--- start of GIVEN PASSAGE ---
Studio album by Todd Rundgren
- Released: May 23, 1975
- Studio: Secret Sound (New York); Mediasound (New York); Bearsville (Woodstock);
- Genre: Progressive rock
- Length: 68:11
- Label: Bearsville
- Producer: Todd Rundgren

Todd Rundgren chronology
| Todd (1974) | Initiation (1975) | Faithful (1976) |

Singles from Initiation
- "Real Man" Released: April 1975;

= Initiation (Todd Rundgren album) =

Initiation is the sixth studio album by American musician Todd Rundgren, released on May 23, 1975 by Bearsville Records. With this album, Rundgren fully embraced the synthesized progressive rock sound he had begun exploring in more depth in his work with his band Utopia. However, unlike Utopia, in which Rundgren had limited himself to playing guitar, much of the synthesizers on Initiation were played and programmed by Rundgren himself.

Professional ratings
Review scores
| Source | Rating |
| AllMusic | Star |
| Rolling Stone | (Not rated) |

==Content==
At over sixty-seven minutes, Initiation is one of the longest commercially-released albums contained to a single LP disc. Due to a plastic shortage, in order to keep the album on one vinyl LP, Rundgren had to limit and EQ the master so the bass response was rolled off to keep the grooves small enough to cut onto a single disc; he also had to speed up the first half of Side One ("Real Man" to "Eastern Intrigue") and speed up the entirety of Side Two to eliminate 2–3 minutes from each side (5). The album's original inner sleeve included a note which stated: "Technical note: Due to the amount of music on this disc (over one hour), two points must be emphasized. Firstly, if your needle is worn or damaged, it will ruin the disc immediately. Secondly, if the sound does seem not loud enough on your system, try re-recording the music onto tape. By the way, thanks for buying the album."

The titles and concept are taken directly from Alice A. Bailey's book A Treatise on Cosmic Fire.

==Critical reception==
In The Illustrated New Musical Express Encyclopedia of Rock, Nick Logan and Bob Woffinden wrote, "Initiation (1975), despite the pretentious flirtations with half-baked versions of Zen Buddhism and Alice A. Bailey's "A Treatise On Cosmic Fire" that influenced his lyrics and Eastern mystic scores, contained a perceptible undercurrent of his former melodic invention while one could ascertain traces of self-parody and wry humorous debunking of what Rundgren appeared on the other hand to be holding up as valid. At a shade over one hour Initiation is also amongst the longest albums ever made, evidence of his engineering abilities, if not his sense of self-control".
--- end of GIVEN PASSAGE ---
--- start of GIVEN RECORDS ---
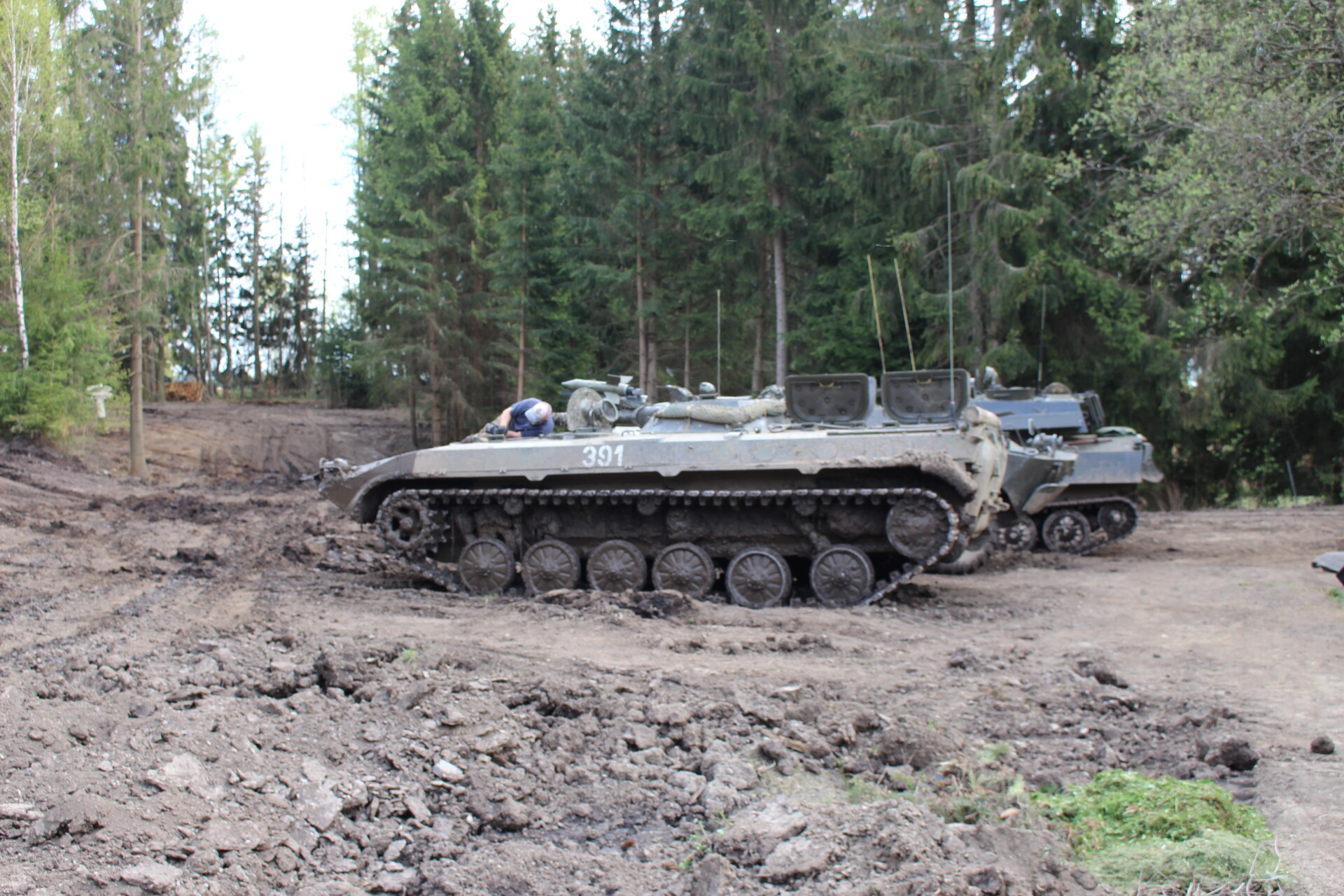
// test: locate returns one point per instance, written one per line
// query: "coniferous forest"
(1139, 199)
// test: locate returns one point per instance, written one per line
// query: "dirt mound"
(260, 760)
(237, 441)
(226, 687)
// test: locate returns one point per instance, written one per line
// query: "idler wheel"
(683, 567)
(1066, 532)
(486, 566)
(1117, 519)
(617, 566)
(758, 578)
(921, 527)
(841, 577)
(1018, 538)
(407, 526)
(550, 566)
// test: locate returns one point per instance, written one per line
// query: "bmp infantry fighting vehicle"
(1096, 504)
(828, 485)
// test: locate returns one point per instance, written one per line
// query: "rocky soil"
(211, 682)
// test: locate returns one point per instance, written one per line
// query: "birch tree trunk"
(137, 407)
(13, 232)
(781, 308)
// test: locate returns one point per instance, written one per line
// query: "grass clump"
(859, 792)
(1135, 830)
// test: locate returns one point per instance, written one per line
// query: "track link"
(652, 498)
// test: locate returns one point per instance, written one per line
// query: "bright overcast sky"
(286, 67)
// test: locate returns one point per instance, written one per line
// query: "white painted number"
(604, 456)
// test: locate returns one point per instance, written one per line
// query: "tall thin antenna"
(905, 315)
(327, 242)
(1041, 348)
(876, 321)
(718, 339)
(952, 384)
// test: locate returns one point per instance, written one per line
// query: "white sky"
(286, 67)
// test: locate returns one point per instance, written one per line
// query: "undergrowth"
(1164, 836)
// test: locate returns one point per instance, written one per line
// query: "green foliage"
(1211, 862)
(859, 792)
(1130, 830)
(1120, 808)
(70, 342)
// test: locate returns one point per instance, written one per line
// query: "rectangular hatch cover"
(830, 398)
(925, 397)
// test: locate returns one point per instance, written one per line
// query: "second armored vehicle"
(1097, 503)
(828, 486)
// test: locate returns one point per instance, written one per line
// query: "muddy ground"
(211, 682)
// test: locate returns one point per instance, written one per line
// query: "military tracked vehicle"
(828, 486)
(1038, 472)
(1097, 503)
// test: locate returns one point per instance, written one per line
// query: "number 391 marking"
(604, 454)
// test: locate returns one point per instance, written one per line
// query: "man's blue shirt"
(518, 419)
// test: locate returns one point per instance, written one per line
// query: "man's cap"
(539, 413)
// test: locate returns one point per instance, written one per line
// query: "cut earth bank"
(214, 682)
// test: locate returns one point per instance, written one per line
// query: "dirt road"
(218, 685)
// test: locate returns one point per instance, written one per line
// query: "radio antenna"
(876, 321)
(952, 383)
(1041, 348)
(905, 315)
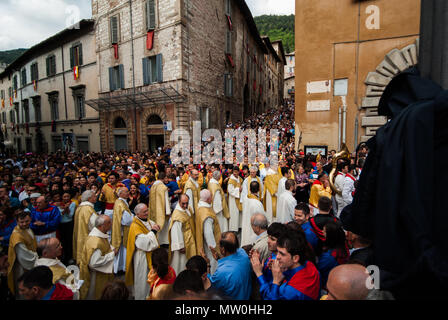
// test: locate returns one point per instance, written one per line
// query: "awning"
(140, 99)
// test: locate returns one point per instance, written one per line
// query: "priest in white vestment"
(234, 187)
(251, 206)
(145, 242)
(286, 203)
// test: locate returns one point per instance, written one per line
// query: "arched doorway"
(120, 134)
(155, 132)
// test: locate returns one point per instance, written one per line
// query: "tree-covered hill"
(277, 28)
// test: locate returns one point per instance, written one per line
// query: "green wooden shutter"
(159, 68)
(150, 15)
(72, 57)
(80, 54)
(121, 72)
(145, 71)
(111, 79)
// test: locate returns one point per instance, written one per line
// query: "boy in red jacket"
(36, 284)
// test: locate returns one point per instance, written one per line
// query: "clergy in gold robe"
(181, 235)
(122, 219)
(22, 253)
(252, 177)
(270, 193)
(160, 207)
(142, 241)
(219, 201)
(235, 206)
(108, 193)
(320, 188)
(252, 205)
(208, 232)
(192, 189)
(97, 260)
(84, 222)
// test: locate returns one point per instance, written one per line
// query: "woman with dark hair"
(161, 277)
(334, 250)
(115, 290)
(7, 225)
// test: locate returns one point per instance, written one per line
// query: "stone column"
(433, 57)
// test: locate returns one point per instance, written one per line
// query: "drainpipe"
(133, 76)
(339, 129)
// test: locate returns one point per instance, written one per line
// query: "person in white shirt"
(137, 264)
(339, 184)
(286, 174)
(252, 206)
(286, 203)
(349, 187)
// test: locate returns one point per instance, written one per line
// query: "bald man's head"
(205, 195)
(348, 282)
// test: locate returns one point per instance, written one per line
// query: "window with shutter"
(150, 15)
(114, 32)
(229, 42)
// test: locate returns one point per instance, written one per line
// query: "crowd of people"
(131, 225)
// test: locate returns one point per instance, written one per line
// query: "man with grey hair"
(121, 221)
(219, 201)
(259, 224)
(97, 259)
(84, 222)
(208, 231)
(141, 242)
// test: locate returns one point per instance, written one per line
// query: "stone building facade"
(163, 64)
(346, 59)
(43, 103)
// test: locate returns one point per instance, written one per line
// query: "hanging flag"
(150, 40)
(76, 72)
(229, 20)
(229, 56)
(115, 50)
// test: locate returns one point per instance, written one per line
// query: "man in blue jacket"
(233, 274)
(45, 219)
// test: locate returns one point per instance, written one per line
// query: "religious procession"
(134, 226)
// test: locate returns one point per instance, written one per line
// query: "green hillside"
(10, 55)
(277, 28)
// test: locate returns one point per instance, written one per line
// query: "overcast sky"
(28, 22)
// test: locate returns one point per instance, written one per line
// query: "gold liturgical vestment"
(18, 236)
(81, 229)
(117, 238)
(271, 185)
(136, 228)
(157, 204)
(204, 213)
(190, 185)
(101, 279)
(237, 185)
(188, 232)
(213, 188)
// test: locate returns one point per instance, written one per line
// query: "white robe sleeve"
(167, 204)
(189, 193)
(101, 263)
(92, 220)
(217, 202)
(177, 239)
(347, 191)
(146, 242)
(126, 218)
(208, 233)
(26, 257)
(234, 192)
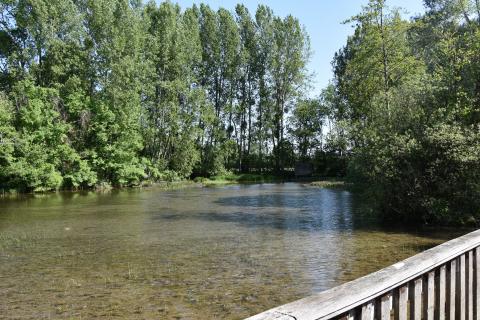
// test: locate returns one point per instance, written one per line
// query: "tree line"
(118, 92)
(406, 104)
--- end of GIVEN RECORDS ---
■ LIST OF TASKS ■
a. Rewrite the Initiation album passage from "Initiation is the" up to and including "by Rundgren himself.", swapping "Rundgren" for "Todd".
b. Extend the Initiation album passage with what comes after its final sentence.
The records have no connection to the Initiation album passage.

■ ANSWER SET ■
a.
Initiation is the sixth studio album by American musician Todd Todd, released on May 23, 1975 by Bearsville Records. With this album, Todd fully embraced the synthesized progressive rock sound he had begun exploring in more depth in his work with his band Utopia. However, unlike Utopia, in which Todd had limited himself to playing guitar, much of the synthesizers on Initiation were played and programmed by Todd himself.

b.
==Influence==
When asked if Rundgren had influenced his music, with perceived influences of Initiation on Queen Elizabeth and Rite², Julian Cope responded that he and Thighpaulsandra loved "A Treatise on Cosmic Fire", "but we both bemoaned the fact that it was recorded so long before ambient music had been defined that Todd treated it as an ever-evolving, almost prog-rock piece. We both loved huge elements of that piece but found that we never listened to it. So we tried to build that Todd-like transcendence into our own piece of music [with Queen Elizabeth]."

==Track listing==
All tracks are written by Todd Rundgren.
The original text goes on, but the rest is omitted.